TASK INPUTS —

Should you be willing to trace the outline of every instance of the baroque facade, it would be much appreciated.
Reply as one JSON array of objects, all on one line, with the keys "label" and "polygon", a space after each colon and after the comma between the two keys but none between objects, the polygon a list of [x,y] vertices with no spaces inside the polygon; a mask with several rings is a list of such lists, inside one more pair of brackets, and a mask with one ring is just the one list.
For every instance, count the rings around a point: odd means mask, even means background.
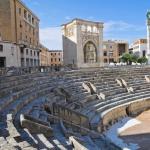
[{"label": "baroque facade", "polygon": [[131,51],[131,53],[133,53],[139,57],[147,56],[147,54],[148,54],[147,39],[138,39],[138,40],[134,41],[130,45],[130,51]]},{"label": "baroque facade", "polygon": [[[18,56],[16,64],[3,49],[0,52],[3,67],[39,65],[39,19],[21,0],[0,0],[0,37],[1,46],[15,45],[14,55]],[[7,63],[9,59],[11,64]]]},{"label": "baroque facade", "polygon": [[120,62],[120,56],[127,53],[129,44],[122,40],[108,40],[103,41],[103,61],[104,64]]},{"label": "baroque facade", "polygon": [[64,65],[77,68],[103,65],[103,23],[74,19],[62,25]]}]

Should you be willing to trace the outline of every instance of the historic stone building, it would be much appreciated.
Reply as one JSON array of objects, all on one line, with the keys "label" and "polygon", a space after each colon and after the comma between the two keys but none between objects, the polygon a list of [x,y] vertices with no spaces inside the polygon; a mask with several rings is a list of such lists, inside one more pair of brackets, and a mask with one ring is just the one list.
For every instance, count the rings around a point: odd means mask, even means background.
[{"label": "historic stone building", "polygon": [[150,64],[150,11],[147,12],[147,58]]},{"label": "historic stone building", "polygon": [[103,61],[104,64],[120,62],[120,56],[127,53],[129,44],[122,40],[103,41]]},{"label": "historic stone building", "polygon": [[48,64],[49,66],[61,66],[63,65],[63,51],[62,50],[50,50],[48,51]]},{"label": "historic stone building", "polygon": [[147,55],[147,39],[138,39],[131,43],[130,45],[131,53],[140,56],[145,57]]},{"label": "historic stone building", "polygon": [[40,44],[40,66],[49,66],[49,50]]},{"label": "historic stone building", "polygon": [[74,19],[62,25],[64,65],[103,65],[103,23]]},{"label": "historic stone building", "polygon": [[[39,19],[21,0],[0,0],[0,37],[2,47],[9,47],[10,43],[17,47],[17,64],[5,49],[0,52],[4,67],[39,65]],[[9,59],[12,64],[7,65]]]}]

TASK GOAL — Copy the lines word for word, beginning at the one containing "building, it would be much appreciated." and ending with the final line above.

TASK OUTPUT —
Should you be willing to trace the outline of every instance of the historic stone building, it would be much appreciated.
Reply as one JSON array of objects, all on one line, with the keys "label" and "polygon", a space after each colon and after the comma between the two keys but none between objects, the polygon a list of [x,y] vertices with no spaces inside the polygon; a mask with several rings is a list of such lists, inside one more pair of brackets, and a mask with one ring is just the one list.
For every instance, count the rings around a point: odd means mask, even means background.
[{"label": "historic stone building", "polygon": [[150,64],[150,11],[147,12],[147,58]]},{"label": "historic stone building", "polygon": [[103,61],[104,64],[120,62],[120,56],[127,53],[129,44],[122,40],[103,41]]},{"label": "historic stone building", "polygon": [[48,64],[49,66],[61,66],[63,65],[63,51],[62,50],[50,50],[48,51]]},{"label": "historic stone building", "polygon": [[147,55],[147,39],[138,39],[131,43],[130,45],[131,53],[140,56],[145,57]]},{"label": "historic stone building", "polygon": [[40,44],[40,66],[49,66],[49,50]]},{"label": "historic stone building", "polygon": [[74,19],[62,25],[64,65],[103,65],[103,23]]},{"label": "historic stone building", "polygon": [[[39,19],[21,0],[0,0],[0,37],[2,47],[9,47],[10,43],[17,47],[17,64],[5,49],[0,52],[4,67],[39,65]],[[9,59],[12,64],[7,65]]]}]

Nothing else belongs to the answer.